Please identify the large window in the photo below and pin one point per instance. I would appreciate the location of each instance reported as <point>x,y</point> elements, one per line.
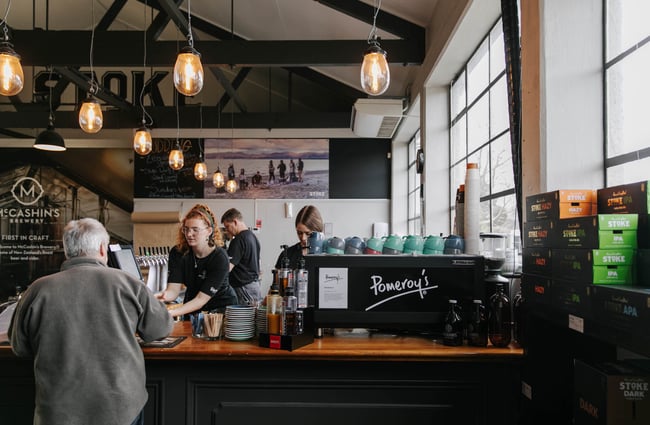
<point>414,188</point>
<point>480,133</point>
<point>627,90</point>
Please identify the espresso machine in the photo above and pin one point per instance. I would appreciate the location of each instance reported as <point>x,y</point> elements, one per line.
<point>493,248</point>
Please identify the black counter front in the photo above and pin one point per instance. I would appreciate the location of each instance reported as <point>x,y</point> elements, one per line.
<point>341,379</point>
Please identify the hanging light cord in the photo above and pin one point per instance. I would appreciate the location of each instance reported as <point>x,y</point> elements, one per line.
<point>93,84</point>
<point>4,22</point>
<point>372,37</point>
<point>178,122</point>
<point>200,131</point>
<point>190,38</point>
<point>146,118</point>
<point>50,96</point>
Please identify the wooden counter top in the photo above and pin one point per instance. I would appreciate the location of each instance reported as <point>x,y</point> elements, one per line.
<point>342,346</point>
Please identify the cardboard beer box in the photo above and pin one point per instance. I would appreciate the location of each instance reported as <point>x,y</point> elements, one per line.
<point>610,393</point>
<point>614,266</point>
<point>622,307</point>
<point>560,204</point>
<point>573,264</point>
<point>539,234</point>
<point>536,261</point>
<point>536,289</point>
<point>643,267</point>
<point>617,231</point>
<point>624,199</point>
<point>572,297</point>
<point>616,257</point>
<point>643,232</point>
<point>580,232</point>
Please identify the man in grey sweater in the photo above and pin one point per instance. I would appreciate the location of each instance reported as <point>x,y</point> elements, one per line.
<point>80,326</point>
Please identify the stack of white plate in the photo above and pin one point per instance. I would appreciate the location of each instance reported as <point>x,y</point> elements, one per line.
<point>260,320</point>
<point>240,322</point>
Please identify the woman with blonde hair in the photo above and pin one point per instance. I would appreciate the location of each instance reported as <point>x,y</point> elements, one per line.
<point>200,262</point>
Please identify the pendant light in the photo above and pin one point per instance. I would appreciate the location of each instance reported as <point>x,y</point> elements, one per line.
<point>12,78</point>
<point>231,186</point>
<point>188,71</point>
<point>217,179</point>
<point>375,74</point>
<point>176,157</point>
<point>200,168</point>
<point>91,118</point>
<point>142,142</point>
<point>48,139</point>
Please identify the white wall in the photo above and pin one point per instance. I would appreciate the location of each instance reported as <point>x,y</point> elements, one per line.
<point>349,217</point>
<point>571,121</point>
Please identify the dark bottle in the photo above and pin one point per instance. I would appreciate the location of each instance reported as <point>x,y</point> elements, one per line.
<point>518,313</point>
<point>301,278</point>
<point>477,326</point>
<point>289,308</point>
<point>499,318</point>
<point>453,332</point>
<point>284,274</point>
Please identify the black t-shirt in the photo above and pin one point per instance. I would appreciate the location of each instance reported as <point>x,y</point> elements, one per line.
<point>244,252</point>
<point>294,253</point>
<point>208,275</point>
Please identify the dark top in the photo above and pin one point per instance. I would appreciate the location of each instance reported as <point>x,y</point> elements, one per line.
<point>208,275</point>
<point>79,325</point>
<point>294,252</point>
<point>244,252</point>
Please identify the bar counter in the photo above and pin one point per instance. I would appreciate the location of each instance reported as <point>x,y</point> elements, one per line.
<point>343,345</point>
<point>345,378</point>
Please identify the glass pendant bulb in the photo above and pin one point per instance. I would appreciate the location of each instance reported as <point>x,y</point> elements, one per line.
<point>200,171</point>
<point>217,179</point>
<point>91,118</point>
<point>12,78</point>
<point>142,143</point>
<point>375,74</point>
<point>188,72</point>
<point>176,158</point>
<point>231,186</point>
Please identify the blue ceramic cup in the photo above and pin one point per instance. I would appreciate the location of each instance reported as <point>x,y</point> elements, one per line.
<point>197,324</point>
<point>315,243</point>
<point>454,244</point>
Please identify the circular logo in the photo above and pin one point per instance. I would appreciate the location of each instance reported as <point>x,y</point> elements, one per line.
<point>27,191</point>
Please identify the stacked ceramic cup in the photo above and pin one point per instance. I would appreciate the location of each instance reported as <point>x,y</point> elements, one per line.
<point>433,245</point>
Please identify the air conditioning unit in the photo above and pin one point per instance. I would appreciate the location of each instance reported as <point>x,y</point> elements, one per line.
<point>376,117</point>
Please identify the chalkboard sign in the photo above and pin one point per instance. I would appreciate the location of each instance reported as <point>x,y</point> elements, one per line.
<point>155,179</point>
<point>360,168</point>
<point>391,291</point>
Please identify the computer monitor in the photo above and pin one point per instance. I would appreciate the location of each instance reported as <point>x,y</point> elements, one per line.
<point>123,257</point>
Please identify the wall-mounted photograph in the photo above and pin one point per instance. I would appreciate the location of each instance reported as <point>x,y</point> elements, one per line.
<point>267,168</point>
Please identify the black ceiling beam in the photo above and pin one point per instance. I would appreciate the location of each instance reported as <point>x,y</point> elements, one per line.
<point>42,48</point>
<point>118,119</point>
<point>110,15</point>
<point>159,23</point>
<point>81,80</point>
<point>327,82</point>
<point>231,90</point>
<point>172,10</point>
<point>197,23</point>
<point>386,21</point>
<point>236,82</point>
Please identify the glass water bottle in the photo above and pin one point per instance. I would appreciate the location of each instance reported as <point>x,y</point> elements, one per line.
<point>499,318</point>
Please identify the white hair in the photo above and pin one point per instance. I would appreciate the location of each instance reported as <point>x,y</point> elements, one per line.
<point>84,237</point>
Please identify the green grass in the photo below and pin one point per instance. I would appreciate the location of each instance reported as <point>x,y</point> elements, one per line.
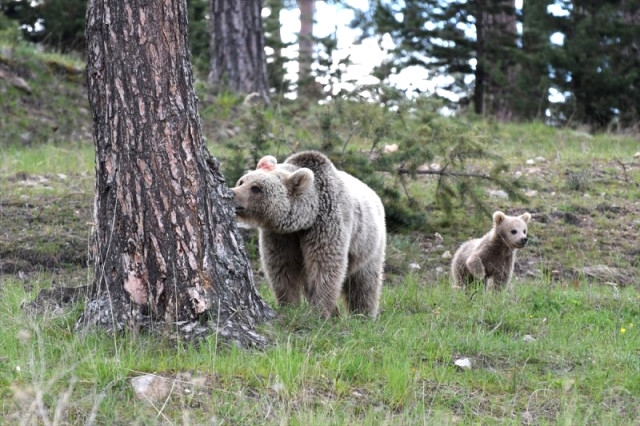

* WORK REQUEST
Apart from the images, every line above is to be given again exactly.

* WRITTEN ANSWER
Please identify the large window in the photo below and pin one point per instance. I would appreciate the location of each instance reported as <point>x,y</point> elements, one per line.
<point>414,188</point>
<point>480,133</point>
<point>627,90</point>
Please identify the espresso machine in the photo above and pin one point per instance. I would appreciate the location of each instance reported as <point>x,y</point> elements, one per line.
<point>493,248</point>
Please identify the black counter front in the photo above and pin one point per instance. I would appreciate the location of each instance reported as <point>x,y</point> elements, one per line.
<point>341,379</point>
Please identify the hanging light cord in the photo above and pin one point per instance. I would appreciate the location of each instance reported as <point>x,y</point> elements, one per line.
<point>93,84</point>
<point>4,22</point>
<point>372,37</point>
<point>178,122</point>
<point>200,131</point>
<point>190,38</point>
<point>146,118</point>
<point>50,96</point>
Please identify the wooden counter top in the photo above and pin one point per instance. I would appreciate the location of each instance reported as <point>x,y</point> elements, one per line.
<point>342,346</point>
Please identify the cardboard beer box in the photo above and pin one point per instance. I would appreciate the location of each instance reported as <point>x,y</point> elements, one per line.
<point>610,393</point>
<point>614,266</point>
<point>622,307</point>
<point>560,204</point>
<point>573,264</point>
<point>539,234</point>
<point>536,261</point>
<point>536,289</point>
<point>643,267</point>
<point>617,231</point>
<point>624,199</point>
<point>572,297</point>
<point>616,257</point>
<point>643,232</point>
<point>580,232</point>
Please identify the man in grey sweater in the photo above and pin one point per instance. I would appreciate the location of each instance reported as <point>x,y</point> elements, one per line.
<point>80,326</point>
Please identify the stack of white plate in the photo above and pin one point per instance. I would appreciate the location of each instance reported as <point>x,y</point> elements, one per line.
<point>260,320</point>
<point>240,322</point>
Please identify the woman with blonde hair in the photo above and pin one point per instance. I would appreciate the location of each instance reported as <point>x,y</point> elements, one per line.
<point>200,262</point>
Please identify the pendant light in the photo above and pin one point per instance. I would appreciate the location of each instance reported as <point>x,y</point> elements, one per line.
<point>12,78</point>
<point>231,186</point>
<point>188,71</point>
<point>217,179</point>
<point>375,74</point>
<point>176,157</point>
<point>200,168</point>
<point>91,118</point>
<point>142,142</point>
<point>48,139</point>
Please identify the white wall in the photo above and pin one point per instance. I would appreciate the location of each instance reported as <point>x,y</point> elements, one per line.
<point>349,217</point>
<point>571,121</point>
Please identify the dark bottle in the photo above and pin one point per instance. I would appreciate the location of each instance reported as <point>x,y</point> elements, one per line.
<point>518,313</point>
<point>301,278</point>
<point>477,326</point>
<point>289,308</point>
<point>499,318</point>
<point>453,332</point>
<point>284,274</point>
Please identify the black t-shirt in the photo above and pin one point per instance. I would appreciate the location of each instance reported as <point>x,y</point> elements, one per line.
<point>244,252</point>
<point>294,253</point>
<point>208,275</point>
Please identify the dark top in the photo above and pin one point per instance. I would appreciate the location of each instance reported as <point>x,y</point> elements, one per line.
<point>208,275</point>
<point>79,325</point>
<point>294,252</point>
<point>244,252</point>
Please identify the bar counter in the photo above and pin one point per instance. I would appreciate the location of each instance reported as <point>x,y</point> elements, one per line.
<point>343,345</point>
<point>345,378</point>
Please identify the glass pendant bulb in the photo above and pin one point per instance. I would appreciate the location of each instance reported as <point>x,y</point> elements, one per line.
<point>200,171</point>
<point>217,179</point>
<point>91,118</point>
<point>12,78</point>
<point>142,143</point>
<point>375,74</point>
<point>188,72</point>
<point>176,158</point>
<point>231,186</point>
Please identify the blue ceramic cup in the photo above and pin one point per instance. I would appreciate the location of each instance reported as <point>x,y</point> elements, one per line.
<point>197,324</point>
<point>315,243</point>
<point>454,244</point>
Please identify the circular logo in the photo above and pin one point per instance. I would appreciate the location of each instance reported as <point>x,y</point> elements, one per line.
<point>27,191</point>
Please identify the stacked ceramic cup in the photo above and pin one point per instance. I would appreciate the location of each instance reported as <point>x,y</point> elements, one per line.
<point>433,245</point>
Please identify the air conditioning unit in the photo above and pin one point per instance. I would appreciate the location of each instance reported as <point>x,y</point> elements, one per line.
<point>376,117</point>
Please identify the chalkboard sign in the photo above and pin one point per instance. I would appreciate the location of each instance reported as <point>x,y</point> elements, one per line.
<point>155,179</point>
<point>360,168</point>
<point>391,291</point>
Please identify the computer monitor in the photo above and pin one point per instance. I would appreciate the location of each instance reported as <point>x,y</point> elements, one per line.
<point>123,257</point>
Please identify the wall-mounted photograph in the photo above and pin one point per instance. I would appreciate the location of each instance reported as <point>x,y</point> elements, one per line.
<point>267,168</point>
Please identify the black ceiling beam in the photo above and pin one point per instance. I would appreciate the location of each instance reported as <point>x,y</point> elements, one per line.
<point>42,48</point>
<point>118,119</point>
<point>110,15</point>
<point>159,23</point>
<point>81,80</point>
<point>327,82</point>
<point>231,90</point>
<point>172,10</point>
<point>197,23</point>
<point>386,21</point>
<point>236,82</point>
Please identify the glass water bottle in the photo above and pin one point per instance. I would appreciate the location of each instance reported as <point>x,y</point> elements, one per line.
<point>499,318</point>
Please identify the white hair in the photo above and pin one point per instance. I would appreciate the location of each instance reported as <point>x,y</point> elements, one per line.
<point>84,237</point>
Please identify the green grass in the photo below and pin one point per instance. I would appreciate the location of each instance reported as <point>x,y</point> elements, one per line.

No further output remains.